Exercise task >>
Print the data below verbatim, reproducing every line in its original order without alteration.
_ _ _
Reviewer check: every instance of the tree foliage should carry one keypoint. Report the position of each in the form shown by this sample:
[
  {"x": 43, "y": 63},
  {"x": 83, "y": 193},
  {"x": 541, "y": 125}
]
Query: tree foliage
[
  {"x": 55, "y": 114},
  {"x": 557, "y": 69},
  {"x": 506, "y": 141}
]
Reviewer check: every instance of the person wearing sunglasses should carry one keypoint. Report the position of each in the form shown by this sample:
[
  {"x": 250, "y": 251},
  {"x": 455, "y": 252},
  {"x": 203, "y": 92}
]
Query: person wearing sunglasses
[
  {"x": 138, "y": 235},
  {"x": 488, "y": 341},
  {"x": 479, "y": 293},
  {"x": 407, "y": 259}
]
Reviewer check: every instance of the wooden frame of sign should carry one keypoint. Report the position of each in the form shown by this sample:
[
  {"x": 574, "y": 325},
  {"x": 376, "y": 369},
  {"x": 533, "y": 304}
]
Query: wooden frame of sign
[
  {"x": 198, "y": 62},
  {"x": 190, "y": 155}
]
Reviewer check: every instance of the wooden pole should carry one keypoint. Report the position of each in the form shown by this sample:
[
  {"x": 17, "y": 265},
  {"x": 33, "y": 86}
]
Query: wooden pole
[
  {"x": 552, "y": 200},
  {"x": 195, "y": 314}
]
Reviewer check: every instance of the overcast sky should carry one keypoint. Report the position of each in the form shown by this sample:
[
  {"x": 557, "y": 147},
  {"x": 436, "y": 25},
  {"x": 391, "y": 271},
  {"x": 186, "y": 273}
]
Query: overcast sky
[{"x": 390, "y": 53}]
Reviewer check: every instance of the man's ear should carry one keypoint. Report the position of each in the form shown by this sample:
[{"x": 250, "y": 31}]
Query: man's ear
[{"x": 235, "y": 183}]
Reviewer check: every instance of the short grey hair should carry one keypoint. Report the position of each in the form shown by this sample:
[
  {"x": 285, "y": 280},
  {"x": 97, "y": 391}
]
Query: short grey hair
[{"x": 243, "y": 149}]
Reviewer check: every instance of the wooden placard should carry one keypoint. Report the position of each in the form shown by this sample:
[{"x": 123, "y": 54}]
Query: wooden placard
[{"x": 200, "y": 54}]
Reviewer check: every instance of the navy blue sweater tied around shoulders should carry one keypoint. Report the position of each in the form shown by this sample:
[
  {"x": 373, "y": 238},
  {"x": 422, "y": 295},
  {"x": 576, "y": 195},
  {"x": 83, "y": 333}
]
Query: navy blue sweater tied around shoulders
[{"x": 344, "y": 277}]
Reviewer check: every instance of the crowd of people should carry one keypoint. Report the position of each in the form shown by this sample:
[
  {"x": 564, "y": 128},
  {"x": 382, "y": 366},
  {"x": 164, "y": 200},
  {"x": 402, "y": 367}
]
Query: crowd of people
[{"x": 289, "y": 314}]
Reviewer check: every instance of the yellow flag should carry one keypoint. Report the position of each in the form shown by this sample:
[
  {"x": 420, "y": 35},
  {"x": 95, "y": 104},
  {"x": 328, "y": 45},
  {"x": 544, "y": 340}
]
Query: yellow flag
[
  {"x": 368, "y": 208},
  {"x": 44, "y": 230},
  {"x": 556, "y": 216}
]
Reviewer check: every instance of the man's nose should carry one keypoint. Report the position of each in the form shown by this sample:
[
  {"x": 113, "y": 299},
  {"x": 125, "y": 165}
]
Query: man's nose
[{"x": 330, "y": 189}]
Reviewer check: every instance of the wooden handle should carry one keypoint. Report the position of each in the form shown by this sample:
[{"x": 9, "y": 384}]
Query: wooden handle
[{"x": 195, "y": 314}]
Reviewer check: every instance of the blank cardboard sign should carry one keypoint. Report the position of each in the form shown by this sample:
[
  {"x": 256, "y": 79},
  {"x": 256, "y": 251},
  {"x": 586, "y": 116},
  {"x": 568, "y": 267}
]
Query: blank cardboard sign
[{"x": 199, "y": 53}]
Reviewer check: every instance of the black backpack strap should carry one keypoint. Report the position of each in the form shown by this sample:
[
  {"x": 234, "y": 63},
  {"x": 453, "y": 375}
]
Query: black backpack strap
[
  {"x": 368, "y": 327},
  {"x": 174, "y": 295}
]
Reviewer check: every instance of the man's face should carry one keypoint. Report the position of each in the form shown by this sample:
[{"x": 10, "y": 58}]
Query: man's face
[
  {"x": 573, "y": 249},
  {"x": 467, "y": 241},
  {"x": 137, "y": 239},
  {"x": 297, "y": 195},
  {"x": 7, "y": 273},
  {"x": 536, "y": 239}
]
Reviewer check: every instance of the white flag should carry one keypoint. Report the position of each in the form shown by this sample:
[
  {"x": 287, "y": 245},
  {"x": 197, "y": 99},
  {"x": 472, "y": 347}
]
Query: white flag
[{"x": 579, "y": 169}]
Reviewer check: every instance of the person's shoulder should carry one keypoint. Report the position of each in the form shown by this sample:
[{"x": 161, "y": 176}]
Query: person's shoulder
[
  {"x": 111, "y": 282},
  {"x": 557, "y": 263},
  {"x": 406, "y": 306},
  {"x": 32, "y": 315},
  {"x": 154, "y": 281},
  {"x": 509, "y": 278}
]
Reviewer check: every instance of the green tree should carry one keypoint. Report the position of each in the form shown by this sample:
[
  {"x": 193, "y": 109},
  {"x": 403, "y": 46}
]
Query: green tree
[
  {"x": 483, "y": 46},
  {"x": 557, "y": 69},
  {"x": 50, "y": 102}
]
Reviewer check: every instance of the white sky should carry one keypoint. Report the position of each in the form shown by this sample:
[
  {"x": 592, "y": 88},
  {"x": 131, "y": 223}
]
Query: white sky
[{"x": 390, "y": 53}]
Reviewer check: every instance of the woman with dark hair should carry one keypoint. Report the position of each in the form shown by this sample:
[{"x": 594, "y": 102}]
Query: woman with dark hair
_ _ _
Reply >>
Reviewer check: every instance of the tree foliage should carry one keypoint. Report the position of each in the form shown by this sample:
[
  {"x": 43, "y": 63},
  {"x": 83, "y": 193},
  {"x": 541, "y": 125}
]
Query: tree foliage
[
  {"x": 55, "y": 114},
  {"x": 557, "y": 69},
  {"x": 506, "y": 141}
]
Reviewer check: every instance of the person wearing sunglasses should carry one keypoint. Report the position of each in the form shown by this sample:
[
  {"x": 250, "y": 251},
  {"x": 455, "y": 252},
  {"x": 203, "y": 92}
]
Query: person wearing sunglasses
[
  {"x": 138, "y": 235},
  {"x": 488, "y": 341},
  {"x": 479, "y": 293},
  {"x": 407, "y": 259}
]
Reviewer check: every instance of the wooden frame of sign should carry one keypoint. Report the position of each in the form shown by this sample:
[
  {"x": 574, "y": 325},
  {"x": 376, "y": 369},
  {"x": 533, "y": 304}
]
Query: wooden frame of sign
[
  {"x": 198, "y": 62},
  {"x": 190, "y": 155}
]
Reviewer check: every instance of the wooden pole should carry one keypoint. Report the position of each in the form shown by this sample:
[
  {"x": 17, "y": 265},
  {"x": 33, "y": 86}
]
Query: wooden pole
[
  {"x": 552, "y": 200},
  {"x": 195, "y": 314}
]
Reviewer check: every instance of the overcast sky should carry one keypoint. Report the position of each in the form shown by this sample:
[
  {"x": 557, "y": 147},
  {"x": 436, "y": 25},
  {"x": 391, "y": 271},
  {"x": 186, "y": 273}
]
Query: overcast sky
[{"x": 390, "y": 53}]
Reviewer check: every instance of the man's ear should carry one keypoint. Report the position of each in the form shown by this sample:
[{"x": 250, "y": 31}]
Query: man's ear
[{"x": 235, "y": 183}]
Reviewer check: every instance of the short grey hair should carry one keypoint. Report the position of each in the form shown by this sample:
[
  {"x": 285, "y": 280},
  {"x": 97, "y": 391}
]
Query: short grey hair
[{"x": 243, "y": 149}]
Reviewer check: every instance of the wooden placard should carry one keypoint. Report the position of each in the form shown by this sample:
[{"x": 123, "y": 54}]
Query: wooden placard
[{"x": 200, "y": 54}]
Reviewer check: every instance of the navy blue sweater tied around shoulders should carry one keypoint. Report the position of each in the form shown by this sample:
[
  {"x": 373, "y": 238},
  {"x": 422, "y": 295},
  {"x": 576, "y": 195},
  {"x": 83, "y": 333}
]
Query: navy blue sweater tied around shoulders
[{"x": 344, "y": 277}]
Reviewer check: every instance of the crowd of people should carry one keypoint. Report the position of each in the form shown by this sample:
[
  {"x": 564, "y": 128},
  {"x": 382, "y": 366},
  {"x": 164, "y": 200},
  {"x": 402, "y": 367}
]
Query: crowd of people
[{"x": 289, "y": 314}]
Reviewer check: every instance of the yellow flag should carry one keypoint. Report the position of each in the form shown by this sample:
[
  {"x": 420, "y": 35},
  {"x": 95, "y": 104},
  {"x": 328, "y": 45},
  {"x": 544, "y": 340}
]
Query: yellow flag
[
  {"x": 368, "y": 208},
  {"x": 44, "y": 230},
  {"x": 556, "y": 216}
]
Reviewer check: every instance of the man's nose should carry one keypoint. Report the position of each in the form shown by this sample:
[
  {"x": 113, "y": 299},
  {"x": 125, "y": 165}
]
Query: man's nose
[{"x": 330, "y": 189}]
Reviewer check: every instance of the wooden handle should carry one keypoint. Report the position of each in the form shown by this sample:
[{"x": 9, "y": 384}]
Query: wooden handle
[{"x": 195, "y": 314}]
Reviewer check: every instance of the blank cardboard sign should carry one keypoint. Report the position of each in the form shown by this sample:
[
  {"x": 256, "y": 79},
  {"x": 256, "y": 251},
  {"x": 586, "y": 116},
  {"x": 568, "y": 267}
]
Query: blank cardboard sign
[{"x": 199, "y": 53}]
Reviewer check: every instance of the black backpack strap should carry one keypoint. Report the position of each in the form shown by this sample:
[
  {"x": 234, "y": 63},
  {"x": 453, "y": 375}
]
Query: black backpack strap
[
  {"x": 368, "y": 327},
  {"x": 174, "y": 295}
]
Reviewer check: every instance of the man's face should carry one keypoint. Report the position of each in the form shown by this sample:
[{"x": 10, "y": 58}]
Query: man's face
[
  {"x": 573, "y": 249},
  {"x": 467, "y": 241},
  {"x": 137, "y": 239},
  {"x": 297, "y": 195},
  {"x": 7, "y": 273},
  {"x": 536, "y": 239}
]
Reviewer check: every instance of the white flag should carry one keypoint. Report the position of each in the form shown by this sample:
[
  {"x": 287, "y": 245},
  {"x": 197, "y": 99},
  {"x": 472, "y": 347}
]
Query: white flag
[{"x": 579, "y": 169}]
Reviewer check: every instance of the person's shoulder should carry one keypoint. Report the position of each in the form shown by this sample:
[{"x": 161, "y": 176}]
Query: person's shoulder
[
  {"x": 111, "y": 282},
  {"x": 557, "y": 263},
  {"x": 406, "y": 306},
  {"x": 32, "y": 315},
  {"x": 154, "y": 281},
  {"x": 509, "y": 278}
]
Reviewer check: every instance of the green tree should carry one keypoint. Report the position of each in the form shown by this sample:
[
  {"x": 193, "y": 109},
  {"x": 403, "y": 46}
]
Query: green tree
[
  {"x": 483, "y": 46},
  {"x": 557, "y": 69},
  {"x": 50, "y": 102}
]
Reviewer check: every instance of the white sky should carry one keypoint. Report the position of each in the form shown by this sample:
[
  {"x": 592, "y": 88},
  {"x": 131, "y": 223}
]
Query: white sky
[{"x": 390, "y": 53}]
Reviewer check: every instance of the woman with dark hair should carry one keypoint. Report the position of each in the form shown by this sample:
[{"x": 594, "y": 102}]
Query: woman with dark hair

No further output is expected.